Excerpts from a detection dataset
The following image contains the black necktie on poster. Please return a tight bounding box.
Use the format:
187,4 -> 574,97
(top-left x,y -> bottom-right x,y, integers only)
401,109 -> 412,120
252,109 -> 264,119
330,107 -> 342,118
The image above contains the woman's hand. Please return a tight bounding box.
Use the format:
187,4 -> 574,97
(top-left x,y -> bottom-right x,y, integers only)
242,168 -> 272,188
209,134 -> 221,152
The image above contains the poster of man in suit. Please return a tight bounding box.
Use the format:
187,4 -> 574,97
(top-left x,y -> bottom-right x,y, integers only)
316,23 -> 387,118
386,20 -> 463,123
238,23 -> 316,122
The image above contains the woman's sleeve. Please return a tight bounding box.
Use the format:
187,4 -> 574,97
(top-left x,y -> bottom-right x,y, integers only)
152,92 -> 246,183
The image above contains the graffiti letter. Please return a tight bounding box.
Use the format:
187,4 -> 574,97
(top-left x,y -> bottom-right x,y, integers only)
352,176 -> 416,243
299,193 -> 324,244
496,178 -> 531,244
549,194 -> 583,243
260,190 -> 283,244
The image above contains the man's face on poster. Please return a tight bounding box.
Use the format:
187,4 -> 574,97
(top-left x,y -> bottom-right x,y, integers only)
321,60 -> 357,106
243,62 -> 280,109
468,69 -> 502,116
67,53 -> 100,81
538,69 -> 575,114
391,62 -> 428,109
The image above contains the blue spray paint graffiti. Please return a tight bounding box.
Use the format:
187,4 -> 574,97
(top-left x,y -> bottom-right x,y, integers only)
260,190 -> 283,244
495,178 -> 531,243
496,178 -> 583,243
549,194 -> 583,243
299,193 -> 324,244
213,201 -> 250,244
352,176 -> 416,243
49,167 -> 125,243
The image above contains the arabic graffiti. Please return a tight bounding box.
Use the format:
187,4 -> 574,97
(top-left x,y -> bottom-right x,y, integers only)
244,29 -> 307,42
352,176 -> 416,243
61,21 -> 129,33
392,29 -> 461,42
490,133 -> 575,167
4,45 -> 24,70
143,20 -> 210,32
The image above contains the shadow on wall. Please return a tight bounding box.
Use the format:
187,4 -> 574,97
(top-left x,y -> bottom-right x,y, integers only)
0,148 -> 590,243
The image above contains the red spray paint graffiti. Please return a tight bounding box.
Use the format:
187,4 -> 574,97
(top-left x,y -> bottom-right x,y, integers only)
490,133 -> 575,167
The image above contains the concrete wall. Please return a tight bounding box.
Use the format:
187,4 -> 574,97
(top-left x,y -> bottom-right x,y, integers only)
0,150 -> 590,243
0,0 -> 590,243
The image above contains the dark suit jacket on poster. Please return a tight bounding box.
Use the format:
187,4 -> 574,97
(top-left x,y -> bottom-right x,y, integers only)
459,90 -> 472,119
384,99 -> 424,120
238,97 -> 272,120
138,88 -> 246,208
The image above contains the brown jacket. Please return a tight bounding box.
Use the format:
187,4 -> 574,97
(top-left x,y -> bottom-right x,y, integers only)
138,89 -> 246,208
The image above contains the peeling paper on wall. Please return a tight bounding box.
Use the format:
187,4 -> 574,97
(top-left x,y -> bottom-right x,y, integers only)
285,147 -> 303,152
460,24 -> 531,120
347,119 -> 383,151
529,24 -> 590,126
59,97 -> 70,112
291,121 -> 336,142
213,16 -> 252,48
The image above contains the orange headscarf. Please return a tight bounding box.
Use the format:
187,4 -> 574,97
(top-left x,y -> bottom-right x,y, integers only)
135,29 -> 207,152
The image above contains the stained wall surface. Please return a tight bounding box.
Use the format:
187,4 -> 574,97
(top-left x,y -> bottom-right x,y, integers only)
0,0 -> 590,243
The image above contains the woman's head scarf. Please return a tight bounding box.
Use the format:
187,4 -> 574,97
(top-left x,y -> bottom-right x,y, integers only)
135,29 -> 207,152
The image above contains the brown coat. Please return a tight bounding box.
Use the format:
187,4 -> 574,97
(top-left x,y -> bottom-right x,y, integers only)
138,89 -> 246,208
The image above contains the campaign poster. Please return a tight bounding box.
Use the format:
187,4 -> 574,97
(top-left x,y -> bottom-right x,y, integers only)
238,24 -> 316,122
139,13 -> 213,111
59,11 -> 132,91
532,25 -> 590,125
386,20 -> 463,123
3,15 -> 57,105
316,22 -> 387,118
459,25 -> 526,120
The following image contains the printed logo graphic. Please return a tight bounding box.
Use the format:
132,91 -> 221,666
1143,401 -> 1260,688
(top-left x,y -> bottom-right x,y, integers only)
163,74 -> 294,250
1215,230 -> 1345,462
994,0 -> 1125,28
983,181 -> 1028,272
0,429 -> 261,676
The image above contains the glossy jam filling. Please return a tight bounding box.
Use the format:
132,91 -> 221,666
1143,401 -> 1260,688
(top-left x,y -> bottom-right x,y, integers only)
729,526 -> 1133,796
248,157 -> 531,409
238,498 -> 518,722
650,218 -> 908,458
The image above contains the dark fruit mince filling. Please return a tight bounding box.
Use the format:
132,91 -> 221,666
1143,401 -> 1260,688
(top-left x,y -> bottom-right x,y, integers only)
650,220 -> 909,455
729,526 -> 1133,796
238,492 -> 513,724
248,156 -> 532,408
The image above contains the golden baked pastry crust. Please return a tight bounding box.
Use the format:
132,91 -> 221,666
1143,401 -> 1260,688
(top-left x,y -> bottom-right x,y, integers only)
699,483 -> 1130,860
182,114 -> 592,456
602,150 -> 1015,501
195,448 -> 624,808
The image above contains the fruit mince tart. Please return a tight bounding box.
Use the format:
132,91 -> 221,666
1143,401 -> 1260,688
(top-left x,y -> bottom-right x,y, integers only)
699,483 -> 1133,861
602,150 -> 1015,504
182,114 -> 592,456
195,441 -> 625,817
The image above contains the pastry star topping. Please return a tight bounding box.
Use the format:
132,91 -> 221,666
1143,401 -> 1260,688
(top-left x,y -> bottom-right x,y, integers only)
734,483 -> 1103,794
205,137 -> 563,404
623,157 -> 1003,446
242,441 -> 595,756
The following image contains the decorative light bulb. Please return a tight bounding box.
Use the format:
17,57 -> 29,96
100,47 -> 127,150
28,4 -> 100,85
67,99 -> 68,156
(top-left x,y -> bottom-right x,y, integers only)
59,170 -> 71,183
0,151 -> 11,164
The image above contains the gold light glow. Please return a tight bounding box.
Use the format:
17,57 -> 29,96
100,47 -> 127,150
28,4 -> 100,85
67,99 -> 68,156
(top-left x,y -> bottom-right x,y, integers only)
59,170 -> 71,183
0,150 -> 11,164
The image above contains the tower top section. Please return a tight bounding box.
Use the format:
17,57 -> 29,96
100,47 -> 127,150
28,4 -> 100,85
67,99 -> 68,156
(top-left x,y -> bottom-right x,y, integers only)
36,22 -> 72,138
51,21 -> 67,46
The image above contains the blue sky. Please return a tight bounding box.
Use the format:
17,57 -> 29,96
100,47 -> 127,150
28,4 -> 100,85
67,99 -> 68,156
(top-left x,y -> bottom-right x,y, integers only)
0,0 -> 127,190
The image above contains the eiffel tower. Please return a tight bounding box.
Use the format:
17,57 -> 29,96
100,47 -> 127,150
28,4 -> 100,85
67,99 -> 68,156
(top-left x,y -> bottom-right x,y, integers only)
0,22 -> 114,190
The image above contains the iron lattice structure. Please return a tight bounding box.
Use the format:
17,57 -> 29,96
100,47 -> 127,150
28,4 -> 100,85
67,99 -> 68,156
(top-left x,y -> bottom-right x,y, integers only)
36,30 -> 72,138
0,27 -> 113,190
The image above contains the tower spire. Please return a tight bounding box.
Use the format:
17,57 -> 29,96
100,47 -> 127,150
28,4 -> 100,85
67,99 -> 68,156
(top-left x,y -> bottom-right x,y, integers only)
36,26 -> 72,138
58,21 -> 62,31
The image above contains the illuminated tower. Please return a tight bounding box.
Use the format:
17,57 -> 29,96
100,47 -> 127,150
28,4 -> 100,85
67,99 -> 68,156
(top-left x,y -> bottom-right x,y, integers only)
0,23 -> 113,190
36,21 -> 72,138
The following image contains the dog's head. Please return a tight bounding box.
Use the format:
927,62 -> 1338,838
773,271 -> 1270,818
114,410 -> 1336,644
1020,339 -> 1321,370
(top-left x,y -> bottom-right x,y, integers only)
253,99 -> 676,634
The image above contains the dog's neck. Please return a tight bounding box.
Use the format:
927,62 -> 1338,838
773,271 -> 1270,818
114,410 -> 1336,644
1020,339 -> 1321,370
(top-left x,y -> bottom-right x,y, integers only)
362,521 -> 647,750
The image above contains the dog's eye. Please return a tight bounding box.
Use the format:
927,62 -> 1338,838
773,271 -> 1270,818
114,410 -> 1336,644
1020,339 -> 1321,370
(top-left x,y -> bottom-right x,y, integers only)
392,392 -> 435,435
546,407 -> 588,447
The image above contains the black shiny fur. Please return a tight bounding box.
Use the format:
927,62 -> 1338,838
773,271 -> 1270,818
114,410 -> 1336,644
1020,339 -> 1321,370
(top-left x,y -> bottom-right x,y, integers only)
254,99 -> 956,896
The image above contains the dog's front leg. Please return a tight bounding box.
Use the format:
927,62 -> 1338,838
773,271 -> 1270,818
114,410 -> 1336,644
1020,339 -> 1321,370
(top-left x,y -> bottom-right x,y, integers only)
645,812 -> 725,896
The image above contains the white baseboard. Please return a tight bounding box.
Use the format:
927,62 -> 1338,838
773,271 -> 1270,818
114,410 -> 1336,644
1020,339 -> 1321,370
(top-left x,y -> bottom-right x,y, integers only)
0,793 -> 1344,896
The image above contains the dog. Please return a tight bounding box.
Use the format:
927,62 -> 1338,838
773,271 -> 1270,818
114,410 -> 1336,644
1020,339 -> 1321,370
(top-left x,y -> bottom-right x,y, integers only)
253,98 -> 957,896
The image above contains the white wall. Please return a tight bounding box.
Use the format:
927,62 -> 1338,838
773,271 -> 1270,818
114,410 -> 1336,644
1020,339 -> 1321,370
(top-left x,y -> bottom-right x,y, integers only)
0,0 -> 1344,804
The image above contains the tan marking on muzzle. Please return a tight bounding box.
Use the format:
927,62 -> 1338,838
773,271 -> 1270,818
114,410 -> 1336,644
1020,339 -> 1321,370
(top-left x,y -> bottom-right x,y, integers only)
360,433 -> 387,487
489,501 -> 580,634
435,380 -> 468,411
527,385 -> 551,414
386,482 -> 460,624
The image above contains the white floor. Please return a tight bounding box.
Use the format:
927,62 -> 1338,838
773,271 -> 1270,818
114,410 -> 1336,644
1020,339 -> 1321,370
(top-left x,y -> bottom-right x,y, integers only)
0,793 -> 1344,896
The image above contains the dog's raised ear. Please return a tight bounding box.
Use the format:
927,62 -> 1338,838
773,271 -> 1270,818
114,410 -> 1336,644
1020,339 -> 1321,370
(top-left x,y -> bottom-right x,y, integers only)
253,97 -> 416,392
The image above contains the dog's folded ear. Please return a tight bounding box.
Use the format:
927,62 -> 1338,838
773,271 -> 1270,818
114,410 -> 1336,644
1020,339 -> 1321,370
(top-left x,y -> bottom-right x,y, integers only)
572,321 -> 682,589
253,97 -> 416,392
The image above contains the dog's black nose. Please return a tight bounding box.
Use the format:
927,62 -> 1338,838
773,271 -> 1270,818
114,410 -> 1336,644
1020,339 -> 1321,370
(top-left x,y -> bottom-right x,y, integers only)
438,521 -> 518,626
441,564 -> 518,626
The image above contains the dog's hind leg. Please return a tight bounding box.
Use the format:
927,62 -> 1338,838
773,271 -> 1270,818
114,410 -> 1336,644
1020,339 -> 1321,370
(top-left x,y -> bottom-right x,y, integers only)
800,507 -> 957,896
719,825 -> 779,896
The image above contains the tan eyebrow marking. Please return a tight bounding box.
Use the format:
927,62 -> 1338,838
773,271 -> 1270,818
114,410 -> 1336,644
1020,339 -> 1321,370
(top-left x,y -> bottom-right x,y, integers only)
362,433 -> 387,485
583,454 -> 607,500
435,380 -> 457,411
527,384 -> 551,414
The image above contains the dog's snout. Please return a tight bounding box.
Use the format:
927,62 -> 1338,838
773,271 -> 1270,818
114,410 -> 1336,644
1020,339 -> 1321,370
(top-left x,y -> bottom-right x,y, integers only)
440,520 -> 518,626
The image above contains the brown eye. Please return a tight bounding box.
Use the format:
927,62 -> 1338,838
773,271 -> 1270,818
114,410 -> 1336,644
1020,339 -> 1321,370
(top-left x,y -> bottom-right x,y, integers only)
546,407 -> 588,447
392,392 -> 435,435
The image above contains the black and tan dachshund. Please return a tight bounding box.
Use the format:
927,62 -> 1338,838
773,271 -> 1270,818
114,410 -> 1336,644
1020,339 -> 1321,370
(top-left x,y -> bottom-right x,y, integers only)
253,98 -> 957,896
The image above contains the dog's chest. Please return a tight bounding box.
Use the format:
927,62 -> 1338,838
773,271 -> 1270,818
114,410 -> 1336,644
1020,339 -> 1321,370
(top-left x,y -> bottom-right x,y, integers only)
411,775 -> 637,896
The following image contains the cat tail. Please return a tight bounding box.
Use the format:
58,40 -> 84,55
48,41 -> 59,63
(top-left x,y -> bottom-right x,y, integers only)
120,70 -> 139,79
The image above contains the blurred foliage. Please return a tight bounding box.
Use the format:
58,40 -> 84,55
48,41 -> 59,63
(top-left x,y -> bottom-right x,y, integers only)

**Direction**
Rewrite everything in the listing above from the line containing "The image above contains the campaign" down to the line containing "0,429 -> 261,676", both included, as a numbered list with any blank lines left out.

**Written solution**
1. The image above contains the campaign poster. Please return a tight bounding box.
2. Use the format:
3. 187,4 -> 574,97
4. (top-left x,y -> bottom-right x,y, integers only)
5. 238,24 -> 316,122
6. 139,13 -> 213,111
7. 59,11 -> 132,91
8. 532,25 -> 590,125
9. 386,20 -> 463,123
10. 3,15 -> 57,105
11. 316,22 -> 387,118
12. 459,25 -> 526,120
13. The following image contains the printed logo graphic. Please return a tight bounding box.
14. Use the format:
15. 132,91 -> 221,666
16. 1143,401 -> 1260,688
17. (top-left x,y -> bottom-right x,y, integers only)
18. 163,74 -> 294,250
19. 1215,230 -> 1345,462
20. 994,0 -> 1125,28
21. 983,181 -> 1028,272
22. 0,429 -> 261,676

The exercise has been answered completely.